══ SELECTION ══
Information content security on the Internet: the control model and its evaluation (SCIS 2010)

wkrp commented 1 year ago

The next live reading group discussion will have a twist: this time we'll read a paper that has a pro-censorship point of view, coauthored by one of the creators of the Great Firewall.

Sunday, 2023-06-04 13:00–14:00

"Information content security on the Internet: the control model and its evaluation" 方滨兴 (Fang Binxing), 郭云川 (Guo Yunchuan), 周渊 (Zhou Yuan) PDF

The paper is basically a modeling paper. It studies network filtering (which the authors call "information content security") as an access control problem. There is a lot of math notation, but don't let that scare you: it is not as sophisticated as it is trying to appear. A lot of the formalism is gratuitous and not very significant, and there are minor notational inconsistencies throughout. The three subsections of Section 3.2 are basically the same information copied three times. The big ideas to look out for are the division into three sub-models: content-based ("what is the content of the communication"), identity-based ("who communicates with whom"), and behavior-based ("how do they communicate"); and the evaluation in terms of false positive and false negative rates on the axes of technology and society.

The first author Fang Binxing's name should be familiar to anyone who has studied Internet censorship in China. He helped lead the initial development of the Great Firewall and continues to be involved with its maintenance. But don't be intimidated by his distinguished record: Fang is a VPN user just like the rest of us.

wkrp commented 1 year ago

Reference [19] is potentially interesting. It is cited in Section 3.1, in the context of optimizing the placement of capture devices in a communications graph.

Bao YB, Huo LT, Shi JQ, et al. "A formalized model and application of resource discovery" (in Chinese). In: Proceedings of Conference on National Computer Network Emergency Response Technical Team of China, Shenzhen, 2008. 283–290.

Can anyone find a copy? The original title is likely Chinese, not English. The conference is possibly the same as the China Cyber Security Annual Conference (中国网络安全年会) organized by CNCERT. There are online proceedings but they only go back to 2018 (see also dblp). There is a Baike article about the 2015 conference.
═══
- **PROBLEMS**:
a) In the reading group thread, what date and time is the discussion scheduled for?
b) Quote the reading group thread word for word, everything from "Bao YB, Huo" down to "Shenzhen, 2008. 283–290.".
c) Sum up the reading group thread in two sentences.
══ GIVEN RECORDS ══
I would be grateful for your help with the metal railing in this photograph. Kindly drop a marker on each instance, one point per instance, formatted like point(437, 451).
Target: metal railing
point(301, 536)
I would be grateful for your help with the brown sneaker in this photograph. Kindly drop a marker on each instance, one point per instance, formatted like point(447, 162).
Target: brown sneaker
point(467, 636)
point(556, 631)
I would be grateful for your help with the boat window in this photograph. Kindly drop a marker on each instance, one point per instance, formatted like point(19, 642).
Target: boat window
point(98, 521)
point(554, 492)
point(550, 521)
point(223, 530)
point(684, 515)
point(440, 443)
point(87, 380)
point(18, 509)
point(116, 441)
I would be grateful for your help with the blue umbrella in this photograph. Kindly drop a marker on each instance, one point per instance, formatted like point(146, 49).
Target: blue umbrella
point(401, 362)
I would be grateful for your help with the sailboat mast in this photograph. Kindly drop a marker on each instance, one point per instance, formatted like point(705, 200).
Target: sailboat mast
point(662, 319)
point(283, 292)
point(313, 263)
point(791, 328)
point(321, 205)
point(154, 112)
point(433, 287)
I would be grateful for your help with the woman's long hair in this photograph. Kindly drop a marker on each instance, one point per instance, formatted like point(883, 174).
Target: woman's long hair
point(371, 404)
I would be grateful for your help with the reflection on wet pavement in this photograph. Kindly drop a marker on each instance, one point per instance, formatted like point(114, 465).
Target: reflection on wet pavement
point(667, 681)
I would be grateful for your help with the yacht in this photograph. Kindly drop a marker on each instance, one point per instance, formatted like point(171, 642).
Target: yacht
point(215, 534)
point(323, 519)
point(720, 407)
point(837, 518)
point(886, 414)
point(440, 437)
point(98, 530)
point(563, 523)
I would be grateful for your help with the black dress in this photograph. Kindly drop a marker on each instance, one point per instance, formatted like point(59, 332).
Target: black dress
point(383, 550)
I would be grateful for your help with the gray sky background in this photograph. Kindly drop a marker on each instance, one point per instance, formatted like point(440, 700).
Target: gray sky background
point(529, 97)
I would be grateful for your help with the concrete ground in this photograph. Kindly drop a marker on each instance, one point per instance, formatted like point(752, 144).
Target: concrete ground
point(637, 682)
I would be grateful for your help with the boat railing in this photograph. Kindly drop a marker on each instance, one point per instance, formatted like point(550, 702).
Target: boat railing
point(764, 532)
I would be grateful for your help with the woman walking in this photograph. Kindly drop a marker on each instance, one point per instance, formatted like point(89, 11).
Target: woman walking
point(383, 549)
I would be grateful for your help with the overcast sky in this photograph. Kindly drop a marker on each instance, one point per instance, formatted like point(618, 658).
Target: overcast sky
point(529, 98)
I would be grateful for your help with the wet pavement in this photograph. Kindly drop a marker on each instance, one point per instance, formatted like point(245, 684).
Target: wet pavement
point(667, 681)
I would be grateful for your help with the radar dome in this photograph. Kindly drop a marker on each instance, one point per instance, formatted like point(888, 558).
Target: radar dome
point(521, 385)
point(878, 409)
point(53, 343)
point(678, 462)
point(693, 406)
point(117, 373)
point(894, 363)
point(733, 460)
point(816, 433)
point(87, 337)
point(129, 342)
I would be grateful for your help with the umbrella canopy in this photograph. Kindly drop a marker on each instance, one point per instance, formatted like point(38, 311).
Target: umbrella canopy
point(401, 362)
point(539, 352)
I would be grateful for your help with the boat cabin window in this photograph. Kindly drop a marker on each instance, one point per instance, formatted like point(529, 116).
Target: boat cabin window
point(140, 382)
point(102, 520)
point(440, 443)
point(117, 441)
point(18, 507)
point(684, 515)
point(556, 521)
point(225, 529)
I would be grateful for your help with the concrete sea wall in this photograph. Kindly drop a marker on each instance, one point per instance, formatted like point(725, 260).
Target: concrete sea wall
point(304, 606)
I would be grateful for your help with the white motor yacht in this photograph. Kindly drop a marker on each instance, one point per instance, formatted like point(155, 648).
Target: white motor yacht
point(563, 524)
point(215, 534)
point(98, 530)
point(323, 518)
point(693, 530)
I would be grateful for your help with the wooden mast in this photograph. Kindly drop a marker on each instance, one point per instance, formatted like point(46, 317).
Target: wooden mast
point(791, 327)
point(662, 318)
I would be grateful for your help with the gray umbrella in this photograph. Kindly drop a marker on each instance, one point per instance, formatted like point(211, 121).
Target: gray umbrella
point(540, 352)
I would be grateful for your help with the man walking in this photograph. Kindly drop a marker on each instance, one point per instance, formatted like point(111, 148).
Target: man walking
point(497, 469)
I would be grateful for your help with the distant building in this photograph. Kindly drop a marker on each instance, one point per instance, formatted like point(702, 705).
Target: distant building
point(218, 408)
═══
- **TASK-BY-TASK ANSWERS**:
a) Sunday, 2023-06-04, 13:00–14:00.

b)
Bao YB, Huo LT, Shi JQ, et al. "A formalized model and application of resource discovery" (in Chinese). In: Proceedings of Conference on National Computer Network Emergency Response Technical Team of China, Shenzhen, 2008. 283–290.

c) A live reading group will discuss a pro-censorship paper coauthored by Fang Binxing, who helped lead the initial development of the Great Firewall. The paper models network filtering as an access control problem with content-based, identity-based, and behavior-based sub-models, and a follow-up comment asks for help finding a 2008 Chinese-language reference cited in Section 3.1 about placing capture devices in a communications graph.